━━━━━ PROVIDED DATA
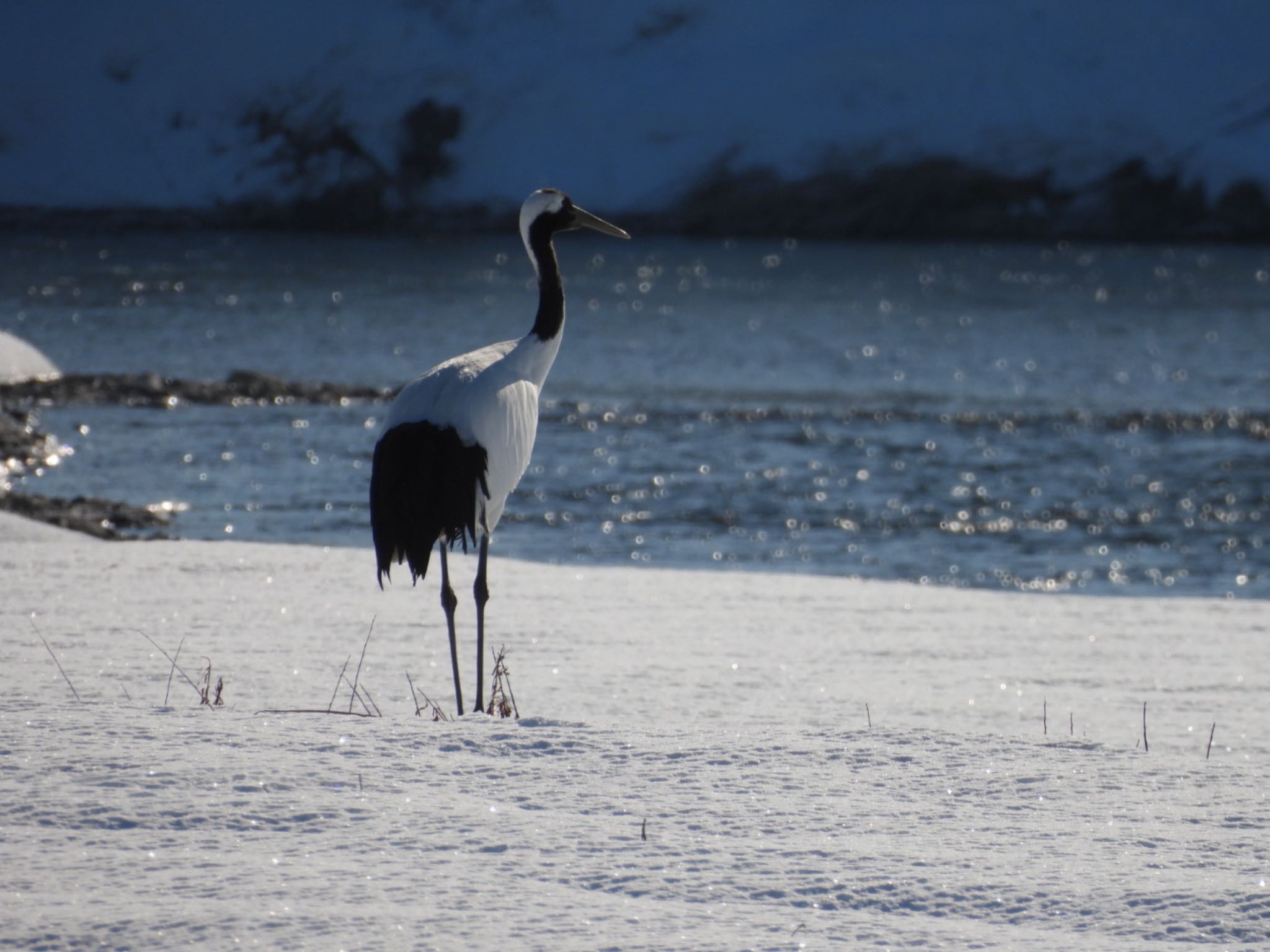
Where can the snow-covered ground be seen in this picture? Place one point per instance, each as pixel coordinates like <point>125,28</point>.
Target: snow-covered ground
<point>727,711</point>
<point>148,103</point>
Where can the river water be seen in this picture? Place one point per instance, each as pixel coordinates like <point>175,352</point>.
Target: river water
<point>1048,418</point>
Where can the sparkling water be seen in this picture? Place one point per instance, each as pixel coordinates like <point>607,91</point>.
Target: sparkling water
<point>1049,418</point>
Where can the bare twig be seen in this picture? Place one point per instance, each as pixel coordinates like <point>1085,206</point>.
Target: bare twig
<point>357,674</point>
<point>173,669</point>
<point>500,700</point>
<point>338,681</point>
<point>56,662</point>
<point>355,692</point>
<point>164,653</point>
<point>415,697</point>
<point>366,694</point>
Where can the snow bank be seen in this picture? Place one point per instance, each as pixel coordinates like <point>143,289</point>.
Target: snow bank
<point>694,769</point>
<point>19,361</point>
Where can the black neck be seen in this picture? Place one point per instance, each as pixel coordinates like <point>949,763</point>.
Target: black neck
<point>550,318</point>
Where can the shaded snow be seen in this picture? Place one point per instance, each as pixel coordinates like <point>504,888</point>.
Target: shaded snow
<point>727,710</point>
<point>141,103</point>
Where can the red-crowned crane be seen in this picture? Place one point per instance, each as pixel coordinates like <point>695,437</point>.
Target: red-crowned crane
<point>459,438</point>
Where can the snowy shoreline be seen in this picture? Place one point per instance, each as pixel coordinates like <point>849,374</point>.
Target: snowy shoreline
<point>721,715</point>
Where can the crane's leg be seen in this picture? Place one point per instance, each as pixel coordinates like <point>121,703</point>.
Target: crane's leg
<point>482,592</point>
<point>448,602</point>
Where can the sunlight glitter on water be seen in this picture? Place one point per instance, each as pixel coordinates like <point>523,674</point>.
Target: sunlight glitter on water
<point>1046,419</point>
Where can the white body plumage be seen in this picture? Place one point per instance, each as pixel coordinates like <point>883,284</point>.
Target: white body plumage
<point>491,399</point>
<point>459,438</point>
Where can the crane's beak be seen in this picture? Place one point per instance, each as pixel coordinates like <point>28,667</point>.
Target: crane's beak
<point>586,220</point>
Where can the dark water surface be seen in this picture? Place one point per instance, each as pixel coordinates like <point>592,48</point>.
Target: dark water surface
<point>1055,418</point>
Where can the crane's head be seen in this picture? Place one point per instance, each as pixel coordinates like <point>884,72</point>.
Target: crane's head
<point>548,211</point>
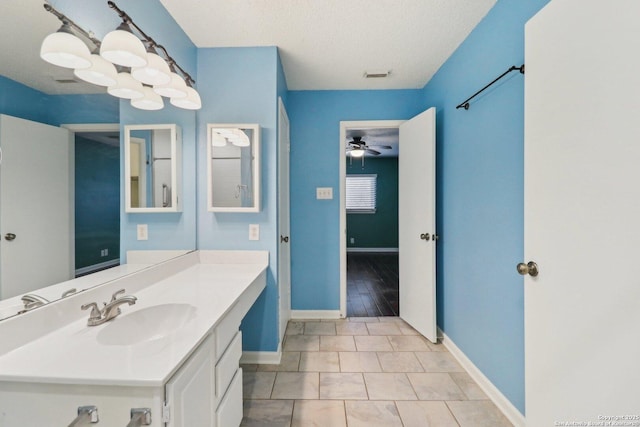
━━━━━━━━━━
ABOUT THIS EXERCISE ▸ Every entry above is to be printed again exactly, pictures omitted.

WRITTEN SOLUTION ▸
Where can the snow-covered ground be seen in this picture? Place one point per instance, each as pixel coordinates like <point>125,28</point>.
Target: snow-covered ground
<point>727,711</point>
<point>148,103</point>
Where can the river water be seen in this picture? Place one point per instance, each as pixel coordinates like <point>175,352</point>.
Target: river water
<point>1048,418</point>
Where can the sparkling water be seen in this picture? Place one point per instance, each as pixel coordinates like <point>607,91</point>.
Target: sparkling water
<point>1049,418</point>
Where can the bare twig be seen in this picture? Place one point per instance, each as pixel coordinates like <point>1085,206</point>.
Target: bare twig
<point>357,674</point>
<point>173,669</point>
<point>500,700</point>
<point>338,681</point>
<point>56,662</point>
<point>355,692</point>
<point>164,653</point>
<point>415,697</point>
<point>366,694</point>
Where can the snow bank be seen in this picture? Place one point per instance, each as pixel coordinates like <point>143,289</point>.
Target: snow bank
<point>694,769</point>
<point>19,361</point>
Where can the black neck be seen in this picture? Place one point per instance, each as pixel coordinates like <point>949,763</point>.
Target: black neck
<point>550,318</point>
Where can the shaded snow be seen in this picture? Place one point per instance, each as pixel coordinates like <point>504,888</point>.
Target: shaded snow
<point>727,710</point>
<point>141,103</point>
Where can the red-crowned crane be seen in this picture? Place one point per instance, each as pixel coordinates like <point>695,437</point>.
Target: red-crowned crane
<point>459,438</point>
Where can the snowy shoreline be seen in this picture? Place one point per instance, each as pixel coordinates like <point>849,374</point>.
Target: snowy shoreline
<point>721,715</point>
Where can the crane's leg be seen in this picture? Place one point per instance, each as pixel coordinates like <point>121,703</point>.
Target: crane's leg
<point>482,592</point>
<point>448,602</point>
Where can the sunlight glitter on water be seen in this picture? Place one point per instance, each as pixel coordinates like <point>523,674</point>.
Target: sunlight glitter on water
<point>1046,419</point>
Where can the white body plumage be seen in this picture? Place one point per instance, each as pixel coordinates like <point>883,284</point>.
Target: white body plumage
<point>491,399</point>
<point>459,438</point>
Where can the crane's beak be seen in this picture? Place one point per instance, each as pixel coordinates like <point>28,667</point>.
Target: crane's beak
<point>586,220</point>
Where can the dark water surface be seen in this picture? Place one point per instance, each as pixel coordinates like <point>592,48</point>.
Target: dark water surface
<point>1055,418</point>
Where can the crane's head be seen in this picture? Place one point per instance, each as pixel coordinates like <point>884,72</point>.
Target: crane's head
<point>548,211</point>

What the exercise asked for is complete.